[GOAL]: Pick out each line of the material below that contains the string "enclosed", and copy those lines.

Records from a dataset:
##########
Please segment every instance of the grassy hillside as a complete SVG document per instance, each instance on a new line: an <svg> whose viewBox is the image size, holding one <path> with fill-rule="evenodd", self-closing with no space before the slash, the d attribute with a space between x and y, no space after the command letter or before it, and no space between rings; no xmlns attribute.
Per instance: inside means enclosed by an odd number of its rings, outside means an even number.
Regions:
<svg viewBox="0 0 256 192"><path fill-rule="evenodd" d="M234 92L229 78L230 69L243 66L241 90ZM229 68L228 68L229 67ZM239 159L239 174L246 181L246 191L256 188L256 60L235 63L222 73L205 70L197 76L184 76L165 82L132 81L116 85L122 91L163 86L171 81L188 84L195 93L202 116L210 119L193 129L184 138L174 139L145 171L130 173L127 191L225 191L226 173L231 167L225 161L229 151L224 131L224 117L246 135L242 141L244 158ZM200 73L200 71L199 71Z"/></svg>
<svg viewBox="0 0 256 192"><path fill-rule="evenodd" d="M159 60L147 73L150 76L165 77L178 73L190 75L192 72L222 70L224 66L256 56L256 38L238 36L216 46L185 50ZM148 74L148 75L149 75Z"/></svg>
##########
[REPLY TO THE TASK]:
Per instance: inside means enclosed by an odd number of its rings, outside means an even number.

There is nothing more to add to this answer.